YOUR ASSIGNMENT: Would you return each entry exactly as written, omitting any pictures?

DATA FOR THIS EXERCISE:
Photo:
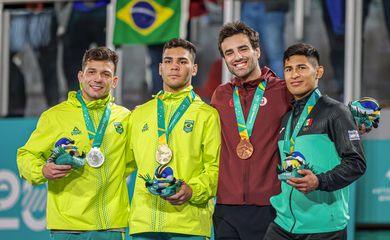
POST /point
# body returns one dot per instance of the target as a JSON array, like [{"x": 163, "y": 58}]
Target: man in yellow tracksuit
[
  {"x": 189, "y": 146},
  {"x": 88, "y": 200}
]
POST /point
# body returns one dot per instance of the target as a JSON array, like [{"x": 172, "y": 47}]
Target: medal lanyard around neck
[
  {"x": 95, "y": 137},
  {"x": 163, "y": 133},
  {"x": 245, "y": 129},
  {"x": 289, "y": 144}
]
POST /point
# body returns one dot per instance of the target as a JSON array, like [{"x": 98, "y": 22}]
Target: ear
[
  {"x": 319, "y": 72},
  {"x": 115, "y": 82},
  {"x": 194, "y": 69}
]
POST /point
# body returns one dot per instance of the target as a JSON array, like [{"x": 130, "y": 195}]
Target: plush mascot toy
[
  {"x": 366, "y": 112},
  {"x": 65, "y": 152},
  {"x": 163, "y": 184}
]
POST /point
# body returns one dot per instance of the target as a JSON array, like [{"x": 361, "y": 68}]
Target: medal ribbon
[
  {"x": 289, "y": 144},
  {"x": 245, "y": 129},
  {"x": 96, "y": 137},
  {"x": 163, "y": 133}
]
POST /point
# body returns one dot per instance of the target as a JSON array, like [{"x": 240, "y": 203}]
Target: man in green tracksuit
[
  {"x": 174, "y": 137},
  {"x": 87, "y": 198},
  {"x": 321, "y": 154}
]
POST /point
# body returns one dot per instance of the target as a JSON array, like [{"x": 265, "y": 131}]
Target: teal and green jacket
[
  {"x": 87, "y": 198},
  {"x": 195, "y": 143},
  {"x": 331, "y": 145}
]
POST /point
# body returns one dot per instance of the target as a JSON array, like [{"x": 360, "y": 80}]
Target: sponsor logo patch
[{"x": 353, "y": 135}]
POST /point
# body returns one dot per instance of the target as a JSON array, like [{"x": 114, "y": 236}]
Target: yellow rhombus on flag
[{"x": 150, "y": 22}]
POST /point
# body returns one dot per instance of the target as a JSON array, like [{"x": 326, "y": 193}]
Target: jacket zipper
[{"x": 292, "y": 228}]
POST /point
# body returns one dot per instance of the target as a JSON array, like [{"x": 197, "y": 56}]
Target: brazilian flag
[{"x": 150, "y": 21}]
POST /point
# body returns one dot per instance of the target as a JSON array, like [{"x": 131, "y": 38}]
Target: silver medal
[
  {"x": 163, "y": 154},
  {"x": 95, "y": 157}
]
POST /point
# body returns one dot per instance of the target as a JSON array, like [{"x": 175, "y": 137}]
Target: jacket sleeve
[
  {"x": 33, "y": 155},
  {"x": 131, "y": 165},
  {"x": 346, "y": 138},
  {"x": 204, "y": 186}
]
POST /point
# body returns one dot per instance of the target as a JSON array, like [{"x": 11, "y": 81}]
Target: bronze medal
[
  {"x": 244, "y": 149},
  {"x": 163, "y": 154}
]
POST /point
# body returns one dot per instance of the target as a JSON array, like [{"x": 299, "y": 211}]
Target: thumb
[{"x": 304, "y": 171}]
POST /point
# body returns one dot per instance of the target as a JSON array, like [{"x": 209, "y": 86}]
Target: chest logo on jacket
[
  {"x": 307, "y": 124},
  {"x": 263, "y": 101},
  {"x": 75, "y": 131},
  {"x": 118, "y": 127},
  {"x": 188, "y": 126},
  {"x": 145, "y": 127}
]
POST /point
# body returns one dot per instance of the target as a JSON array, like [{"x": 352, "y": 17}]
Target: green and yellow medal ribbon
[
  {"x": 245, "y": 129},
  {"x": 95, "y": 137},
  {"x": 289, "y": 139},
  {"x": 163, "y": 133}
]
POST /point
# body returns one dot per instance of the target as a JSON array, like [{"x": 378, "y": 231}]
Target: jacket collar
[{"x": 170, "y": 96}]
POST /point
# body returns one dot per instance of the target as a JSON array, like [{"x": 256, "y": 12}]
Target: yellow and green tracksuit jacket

SOLVED PROBLEM:
Photo:
POST /point
# body returns one dot per instance of the target as a JSON array, like [{"x": 163, "y": 58}]
Target: man in yellow tracksuit
[
  {"x": 189, "y": 146},
  {"x": 88, "y": 200}
]
POST /point
# body returns one dot per instance of the target as a JSON array, like [{"x": 172, "y": 47}]
Target: medal lanyard around neck
[
  {"x": 95, "y": 137},
  {"x": 163, "y": 133},
  {"x": 245, "y": 129},
  {"x": 289, "y": 144}
]
POST /point
# body returns one dot per instance of the target as a JSON array, like [{"x": 98, "y": 22}]
Target: ear
[
  {"x": 319, "y": 72},
  {"x": 115, "y": 82},
  {"x": 194, "y": 69}
]
POST /point
# body returns one dot per instance of the target as a JSON array, like [{"x": 130, "y": 195}]
Target: plush mascot toy
[
  {"x": 366, "y": 112},
  {"x": 65, "y": 152},
  {"x": 163, "y": 184}
]
POST /point
# body returns one dot per instance of the target as a JSON array, like [{"x": 361, "y": 68}]
Target: medal ribbon
[
  {"x": 289, "y": 144},
  {"x": 245, "y": 129},
  {"x": 96, "y": 137},
  {"x": 163, "y": 133}
]
POST /point
# body returns one dot per instance of the target as a JSON array, like [{"x": 240, "y": 203}]
Target: man in green tracksuit
[
  {"x": 174, "y": 137},
  {"x": 87, "y": 198},
  {"x": 321, "y": 154}
]
POST /point
# body returns one dot per instance of the target as a JSON array, like [{"x": 265, "y": 131}]
Target: teal and green jacket
[
  {"x": 87, "y": 198},
  {"x": 195, "y": 143},
  {"x": 331, "y": 145}
]
POST /point
# body returns one dot per instance of the target as a JSON array, like [{"x": 360, "y": 80}]
Target: sponsor logo patch
[{"x": 353, "y": 135}]
POST /point
# body returns one dot per instance of the target as a JSON array, like [{"x": 114, "y": 236}]
Target: yellow rhombus on flag
[{"x": 150, "y": 22}]
POST /point
# body returns one dot per instance of the target as a JSON array, like [{"x": 326, "y": 193}]
Target: jacket zipper
[{"x": 292, "y": 228}]
POST /point
# body returns one dot per instance of the target as a JSON array, like [{"x": 197, "y": 56}]
Target: brazilian flag
[{"x": 150, "y": 21}]
POST /point
# body returns one dot per instance of the target as a JSON array, like [{"x": 131, "y": 38}]
Target: silver medal
[
  {"x": 163, "y": 154},
  {"x": 95, "y": 157}
]
POST /point
# body returns one dot per instance of the target as a JSON array, like [{"x": 175, "y": 137}]
Target: jacket sleeve
[
  {"x": 33, "y": 155},
  {"x": 131, "y": 165},
  {"x": 346, "y": 138},
  {"x": 204, "y": 186}
]
POST /point
# body returns one dot per instance of the target as a JSON array, like [{"x": 11, "y": 81}]
Target: bronze medal
[
  {"x": 244, "y": 149},
  {"x": 163, "y": 154}
]
POST /point
# body returns one dot per instance of the target as a JSON array, like [{"x": 299, "y": 211}]
Target: thumb
[{"x": 304, "y": 171}]
POST /point
# body returns one dot per instance of the target as a JSON array, like [{"x": 209, "y": 86}]
Target: chest logo on jacket
[
  {"x": 307, "y": 124},
  {"x": 263, "y": 101},
  {"x": 75, "y": 131},
  {"x": 118, "y": 127},
  {"x": 188, "y": 126},
  {"x": 145, "y": 127}
]
POST /point
# body returns one dot per instance of the target as a JSON array, like [{"x": 352, "y": 17}]
Target: green and yellow medal ribbon
[
  {"x": 245, "y": 129},
  {"x": 95, "y": 137},
  {"x": 289, "y": 139},
  {"x": 163, "y": 133}
]
POST /point
# body returns one dot per instance of the target as a JSON array, like [{"x": 378, "y": 231}]
Target: jacket collar
[{"x": 170, "y": 96}]
POST /point
# body returns one dot per instance of the target as a JSON array, like [{"x": 256, "y": 12}]
Target: yellow and green tracksuit jacket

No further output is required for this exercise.